→ **DOCUMENT SEGMENT**

She knocked ‘em out recently at The Jornada de Cultura Cubana with a killer stage presence and a great repertoire of songs, several from her popular Gracias a la Vida CD. |
Yoremem was backed by several of the fine musicians on that CD, featuring outstanding local musician, guitarist/bassist José Luis “Hopalong” Chagoyan. All of the tunes were chosen for their melodic qualities and cultural significance of other Latin countries including Spain, Argentina and Cuba.
Yoremem put on another knock-out show last weekend at Teatro Ángela Peralta that had ‘em clapping in time, standing and applauding. She was ably supported by a sextet led by Hopalong and including the terrific trumpet work of Fabian Solan, Paula Akbar on violin, Jorge Estrada on keyboards and Julian Mendieta y Angel on percussion. As a bonus, the audience was treated to several tunes given wonderfully sensitive treatment by guest artist Mariana Ferreiro Braun (Mrs. Hopalong) on violin. Yoremem closed the show with a sweet a capella song performed in the original Yoreme language from her first CD.

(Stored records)
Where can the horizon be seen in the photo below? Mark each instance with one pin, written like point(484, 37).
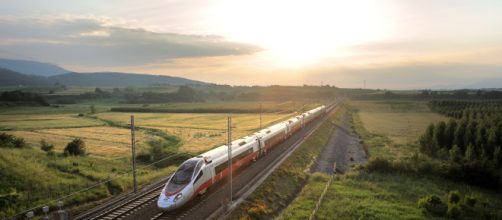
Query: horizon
point(402, 45)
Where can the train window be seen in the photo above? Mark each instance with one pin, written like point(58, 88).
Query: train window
point(221, 167)
point(184, 173)
point(198, 176)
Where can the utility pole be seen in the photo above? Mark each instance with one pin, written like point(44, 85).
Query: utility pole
point(260, 115)
point(133, 145)
point(230, 157)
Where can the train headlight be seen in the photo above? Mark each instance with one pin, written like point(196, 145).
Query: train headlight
point(177, 197)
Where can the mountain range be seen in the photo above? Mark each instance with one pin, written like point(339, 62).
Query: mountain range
point(32, 73)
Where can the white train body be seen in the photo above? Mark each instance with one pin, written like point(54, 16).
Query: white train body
point(197, 174)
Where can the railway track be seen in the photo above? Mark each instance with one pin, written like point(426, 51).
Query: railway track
point(142, 205)
point(127, 204)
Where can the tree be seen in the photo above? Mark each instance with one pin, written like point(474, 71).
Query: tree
point(427, 143)
point(439, 134)
point(450, 133)
point(186, 93)
point(497, 156)
point(46, 146)
point(470, 153)
point(491, 141)
point(455, 154)
point(75, 148)
point(92, 108)
point(459, 134)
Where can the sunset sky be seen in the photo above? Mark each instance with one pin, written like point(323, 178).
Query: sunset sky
point(401, 44)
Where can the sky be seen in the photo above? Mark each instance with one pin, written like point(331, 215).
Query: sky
point(388, 44)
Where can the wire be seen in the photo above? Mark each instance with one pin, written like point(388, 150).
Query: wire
point(95, 185)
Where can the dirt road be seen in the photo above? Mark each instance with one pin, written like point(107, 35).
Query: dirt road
point(343, 148)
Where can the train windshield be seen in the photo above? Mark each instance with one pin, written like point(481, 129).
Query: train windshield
point(183, 175)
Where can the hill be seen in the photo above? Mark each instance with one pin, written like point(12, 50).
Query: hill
point(32, 67)
point(118, 79)
point(12, 78)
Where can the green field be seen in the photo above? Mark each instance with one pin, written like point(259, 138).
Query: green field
point(33, 177)
point(361, 194)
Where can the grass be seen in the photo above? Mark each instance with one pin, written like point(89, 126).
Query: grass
point(198, 132)
point(373, 195)
point(276, 192)
point(401, 121)
point(100, 141)
point(389, 196)
point(38, 178)
point(43, 121)
point(301, 207)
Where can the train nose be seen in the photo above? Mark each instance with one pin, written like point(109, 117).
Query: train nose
point(166, 203)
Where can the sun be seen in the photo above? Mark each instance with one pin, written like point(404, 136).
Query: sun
point(299, 33)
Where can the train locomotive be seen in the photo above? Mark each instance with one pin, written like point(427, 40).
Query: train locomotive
point(194, 176)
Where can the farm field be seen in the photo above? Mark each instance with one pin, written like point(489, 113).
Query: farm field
point(401, 121)
point(36, 177)
point(198, 132)
point(363, 194)
point(44, 121)
point(101, 141)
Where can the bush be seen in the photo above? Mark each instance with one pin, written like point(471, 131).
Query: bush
point(46, 146)
point(114, 188)
point(379, 164)
point(432, 204)
point(470, 201)
point(453, 197)
point(75, 148)
point(454, 211)
point(7, 140)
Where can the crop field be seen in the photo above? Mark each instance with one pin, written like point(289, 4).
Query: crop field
point(401, 121)
point(254, 106)
point(36, 176)
point(198, 132)
point(389, 196)
point(102, 141)
point(43, 121)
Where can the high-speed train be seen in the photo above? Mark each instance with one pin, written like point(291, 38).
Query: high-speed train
point(197, 174)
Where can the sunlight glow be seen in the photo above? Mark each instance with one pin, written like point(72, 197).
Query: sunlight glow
point(299, 33)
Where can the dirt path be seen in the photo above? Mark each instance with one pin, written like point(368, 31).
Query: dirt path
point(343, 148)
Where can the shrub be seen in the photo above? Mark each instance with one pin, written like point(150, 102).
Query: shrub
point(453, 197)
point(470, 201)
point(75, 148)
point(454, 211)
point(432, 204)
point(455, 154)
point(46, 146)
point(113, 187)
point(19, 143)
point(379, 164)
point(7, 140)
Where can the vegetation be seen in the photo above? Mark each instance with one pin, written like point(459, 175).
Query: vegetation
point(19, 97)
point(287, 180)
point(75, 148)
point(471, 140)
point(46, 146)
point(398, 182)
point(9, 141)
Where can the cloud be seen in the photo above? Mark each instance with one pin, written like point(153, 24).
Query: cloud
point(102, 42)
point(411, 76)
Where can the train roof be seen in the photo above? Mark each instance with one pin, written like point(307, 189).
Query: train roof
point(223, 150)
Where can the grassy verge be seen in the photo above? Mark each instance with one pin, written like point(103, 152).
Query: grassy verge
point(305, 202)
point(284, 183)
point(393, 191)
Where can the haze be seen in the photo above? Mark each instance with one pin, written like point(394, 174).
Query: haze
point(387, 44)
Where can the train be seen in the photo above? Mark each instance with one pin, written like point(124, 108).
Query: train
point(196, 175)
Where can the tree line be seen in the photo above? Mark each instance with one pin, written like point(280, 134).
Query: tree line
point(474, 131)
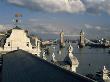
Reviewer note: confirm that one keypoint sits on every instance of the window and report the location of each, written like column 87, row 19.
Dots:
column 8, row 43
column 27, row 44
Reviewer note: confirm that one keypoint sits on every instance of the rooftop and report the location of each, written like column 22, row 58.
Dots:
column 20, row 66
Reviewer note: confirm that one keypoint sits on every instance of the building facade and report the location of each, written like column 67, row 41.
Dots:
column 18, row 38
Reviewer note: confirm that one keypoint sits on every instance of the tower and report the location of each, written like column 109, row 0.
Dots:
column 17, row 19
column 62, row 42
column 72, row 59
column 82, row 39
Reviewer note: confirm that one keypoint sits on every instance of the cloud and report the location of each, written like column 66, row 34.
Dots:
column 4, row 27
column 88, row 26
column 70, row 6
column 97, row 6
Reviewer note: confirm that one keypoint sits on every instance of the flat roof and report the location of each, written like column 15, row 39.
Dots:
column 20, row 66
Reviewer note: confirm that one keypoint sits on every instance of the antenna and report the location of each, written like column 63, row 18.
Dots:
column 17, row 16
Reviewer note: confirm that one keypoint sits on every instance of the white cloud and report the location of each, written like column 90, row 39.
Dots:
column 4, row 27
column 88, row 26
column 70, row 6
column 97, row 6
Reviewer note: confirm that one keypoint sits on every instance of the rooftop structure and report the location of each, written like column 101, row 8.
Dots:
column 20, row 66
column 18, row 38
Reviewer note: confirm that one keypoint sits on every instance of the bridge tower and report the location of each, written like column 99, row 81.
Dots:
column 62, row 41
column 82, row 39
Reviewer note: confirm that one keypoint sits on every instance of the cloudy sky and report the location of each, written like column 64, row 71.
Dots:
column 51, row 16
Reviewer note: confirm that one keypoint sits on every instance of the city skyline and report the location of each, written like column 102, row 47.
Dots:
column 92, row 16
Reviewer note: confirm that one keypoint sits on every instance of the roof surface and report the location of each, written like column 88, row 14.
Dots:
column 20, row 66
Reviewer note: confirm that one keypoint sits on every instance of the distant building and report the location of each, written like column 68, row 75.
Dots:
column 20, row 66
column 82, row 39
column 18, row 38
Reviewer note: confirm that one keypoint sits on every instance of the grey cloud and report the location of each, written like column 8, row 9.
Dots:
column 70, row 6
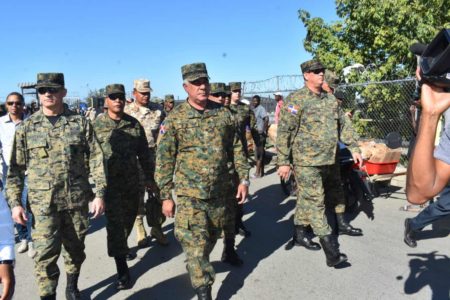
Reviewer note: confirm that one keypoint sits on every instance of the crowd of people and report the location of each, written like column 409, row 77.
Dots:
column 192, row 160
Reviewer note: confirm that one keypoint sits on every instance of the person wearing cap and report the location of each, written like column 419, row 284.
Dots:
column 125, row 147
column 279, row 100
column 310, row 126
column 198, row 143
column 429, row 166
column 58, row 150
column 150, row 120
column 245, row 121
column 217, row 93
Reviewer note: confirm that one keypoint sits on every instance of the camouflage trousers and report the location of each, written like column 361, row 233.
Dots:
column 229, row 224
column 66, row 228
column 198, row 224
column 121, row 208
column 317, row 187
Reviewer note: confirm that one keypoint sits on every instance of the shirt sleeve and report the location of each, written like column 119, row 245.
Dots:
column 166, row 155
column 16, row 172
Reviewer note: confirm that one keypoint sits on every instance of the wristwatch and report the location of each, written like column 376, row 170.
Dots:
column 7, row 262
column 245, row 182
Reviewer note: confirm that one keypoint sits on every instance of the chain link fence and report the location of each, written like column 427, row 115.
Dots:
column 379, row 108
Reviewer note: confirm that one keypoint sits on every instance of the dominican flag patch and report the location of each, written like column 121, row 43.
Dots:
column 293, row 109
column 162, row 128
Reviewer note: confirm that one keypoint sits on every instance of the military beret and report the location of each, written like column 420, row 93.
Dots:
column 115, row 88
column 192, row 72
column 235, row 86
column 169, row 98
column 311, row 65
column 55, row 80
column 217, row 87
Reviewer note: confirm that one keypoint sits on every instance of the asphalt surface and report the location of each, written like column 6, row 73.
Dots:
column 380, row 265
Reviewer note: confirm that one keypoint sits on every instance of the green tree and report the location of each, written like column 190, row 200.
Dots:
column 375, row 32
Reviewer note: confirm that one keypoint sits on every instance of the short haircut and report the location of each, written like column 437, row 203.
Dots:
column 18, row 95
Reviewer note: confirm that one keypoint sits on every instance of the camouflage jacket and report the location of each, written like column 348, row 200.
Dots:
column 123, row 144
column 200, row 149
column 149, row 119
column 58, row 160
column 310, row 127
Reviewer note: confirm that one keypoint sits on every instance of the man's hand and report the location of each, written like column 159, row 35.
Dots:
column 19, row 215
column 434, row 100
column 168, row 208
column 357, row 158
column 284, row 172
column 7, row 280
column 242, row 193
column 98, row 207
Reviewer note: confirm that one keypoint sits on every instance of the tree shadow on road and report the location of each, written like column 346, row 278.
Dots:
column 154, row 256
column 270, row 231
column 429, row 269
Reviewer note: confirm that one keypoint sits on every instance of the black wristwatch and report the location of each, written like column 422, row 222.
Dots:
column 7, row 262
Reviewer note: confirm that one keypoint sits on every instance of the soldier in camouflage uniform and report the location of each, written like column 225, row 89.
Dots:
column 150, row 119
column 58, row 150
column 329, row 85
column 124, row 144
column 245, row 121
column 199, row 145
column 217, row 93
column 311, row 124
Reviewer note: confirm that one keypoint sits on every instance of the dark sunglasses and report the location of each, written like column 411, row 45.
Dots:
column 45, row 90
column 318, row 71
column 114, row 97
column 14, row 103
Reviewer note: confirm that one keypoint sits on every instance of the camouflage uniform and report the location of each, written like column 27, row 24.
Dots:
column 308, row 132
column 123, row 144
column 150, row 121
column 198, row 149
column 58, row 160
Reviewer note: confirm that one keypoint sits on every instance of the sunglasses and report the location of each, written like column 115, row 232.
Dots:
column 14, row 103
column 317, row 71
column 45, row 90
column 114, row 97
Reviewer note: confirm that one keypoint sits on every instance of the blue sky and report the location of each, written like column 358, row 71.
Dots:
column 98, row 42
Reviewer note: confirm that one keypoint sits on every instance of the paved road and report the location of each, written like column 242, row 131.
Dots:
column 380, row 265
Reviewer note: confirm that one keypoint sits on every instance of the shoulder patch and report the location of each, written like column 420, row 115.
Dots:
column 293, row 109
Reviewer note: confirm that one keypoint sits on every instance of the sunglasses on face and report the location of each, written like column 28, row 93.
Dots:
column 114, row 97
column 14, row 103
column 318, row 71
column 45, row 90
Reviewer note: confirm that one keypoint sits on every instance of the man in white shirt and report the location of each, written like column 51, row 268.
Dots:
column 8, row 123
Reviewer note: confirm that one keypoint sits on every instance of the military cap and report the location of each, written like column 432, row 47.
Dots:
column 142, row 86
column 169, row 98
column 235, row 86
column 331, row 79
column 55, row 80
column 311, row 65
column 217, row 87
column 192, row 72
column 115, row 88
column 227, row 89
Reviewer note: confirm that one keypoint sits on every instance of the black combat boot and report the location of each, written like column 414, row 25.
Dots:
column 72, row 292
column 408, row 236
column 123, row 274
column 301, row 239
column 331, row 248
column 229, row 254
column 346, row 228
column 204, row 292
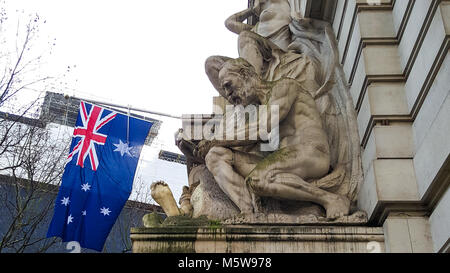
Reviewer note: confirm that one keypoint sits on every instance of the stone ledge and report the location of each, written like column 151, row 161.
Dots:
column 258, row 239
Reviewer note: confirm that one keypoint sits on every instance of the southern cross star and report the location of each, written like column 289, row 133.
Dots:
column 85, row 187
column 65, row 201
column 105, row 211
column 69, row 219
column 122, row 148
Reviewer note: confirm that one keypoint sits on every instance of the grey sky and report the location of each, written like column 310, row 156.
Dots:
column 149, row 54
column 143, row 53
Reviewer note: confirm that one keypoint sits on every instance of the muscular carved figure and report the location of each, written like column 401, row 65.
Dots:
column 303, row 155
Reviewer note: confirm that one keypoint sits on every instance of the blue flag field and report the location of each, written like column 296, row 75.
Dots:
column 98, row 177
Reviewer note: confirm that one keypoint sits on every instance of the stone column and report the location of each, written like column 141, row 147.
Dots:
column 395, row 58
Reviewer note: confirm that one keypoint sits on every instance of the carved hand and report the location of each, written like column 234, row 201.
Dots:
column 257, row 6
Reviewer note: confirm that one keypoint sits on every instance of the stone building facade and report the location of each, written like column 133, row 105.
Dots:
column 396, row 61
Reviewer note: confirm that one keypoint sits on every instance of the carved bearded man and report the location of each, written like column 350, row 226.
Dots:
column 303, row 153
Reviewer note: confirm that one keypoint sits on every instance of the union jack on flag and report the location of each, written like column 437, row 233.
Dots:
column 88, row 132
column 93, row 192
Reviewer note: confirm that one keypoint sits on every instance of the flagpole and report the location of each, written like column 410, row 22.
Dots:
column 126, row 107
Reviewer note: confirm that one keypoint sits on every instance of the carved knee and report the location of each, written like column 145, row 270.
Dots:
column 258, row 181
column 216, row 156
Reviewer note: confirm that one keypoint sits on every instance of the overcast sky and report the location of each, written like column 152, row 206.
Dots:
column 146, row 53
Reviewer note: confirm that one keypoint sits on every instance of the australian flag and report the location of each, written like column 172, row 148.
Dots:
column 99, row 174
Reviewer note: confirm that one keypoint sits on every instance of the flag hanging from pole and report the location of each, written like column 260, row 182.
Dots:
column 98, row 176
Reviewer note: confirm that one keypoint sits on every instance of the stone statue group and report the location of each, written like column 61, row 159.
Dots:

→ **TASKS TO COMPLETE**
(A) Show every line of the rows that contains the word "grassy". Case counts.
(B) Please carry on the review of Yoremem's concerts from the point where it stops.

→ **RESPONSE LIST**
(A)
Where can the grassy verge be seen in the photo above? Mark each instance with one pin, written like point(103, 152).
Query: grassy verge

(B)
Listen to her sensitive, passionate “Besame Mucho,” and you’ll remember the best love you’ve ever heard. Or, her sly, sexy “Frenesi” delivered slowly and sensuously. Listen with big ears when she tears into “Cuando Vuelva a tu Lado” (melodically identical to the old Four Aces tune, “What a Difference a Day Makes”). Don’t miss her upbeat, cheerful rendition of the great José Marti’s poem/song “Guantanamera.” Listen to a basically sad song “Lagrimas Negras” (black tears), a Cuban composition which she turns into a swinging cha-cha-cha. “Orgullo” (proud), a beautiful tune from the pen of Mexican composer Alvaro Carrillo, is turned into pure crystal by her voice.
Yoremem comes to us from the Mayo (not Maya) Indian culture located in the northwestern area of Mexico in the state of Sonora on the coast of the Gulf of California. “Yoreme” means native or Indian, “Yoremem” means from the Mayo native. Yoremem’s musical influences are from her parents, both singers and musicians. “From my father I carry the bolero (the essence of Latin musical romanticism), and by my mother the Yoreme culture. I am born out of the womb of the Yoreme culture, I am grateful to Mother Earth for having given me this life. The Yoreme culture is my song, my love and my inspiration for living,” Yoremem says.
If you missed these recent terrific shows, Yoremem brings this compelling music four days a week to Casa Payo. She has two CDs out, Gracias a la Vida (with “Hopalong” providing all of the original arrangements), with most of the music she sings at her appearances backed by a small band of great musicians, and Yew Manchu (Sunrise), a selection of pure Yoreme songs rendered in the original Mayo Indian language, backed by musicians playing traditional Yoreme instruments.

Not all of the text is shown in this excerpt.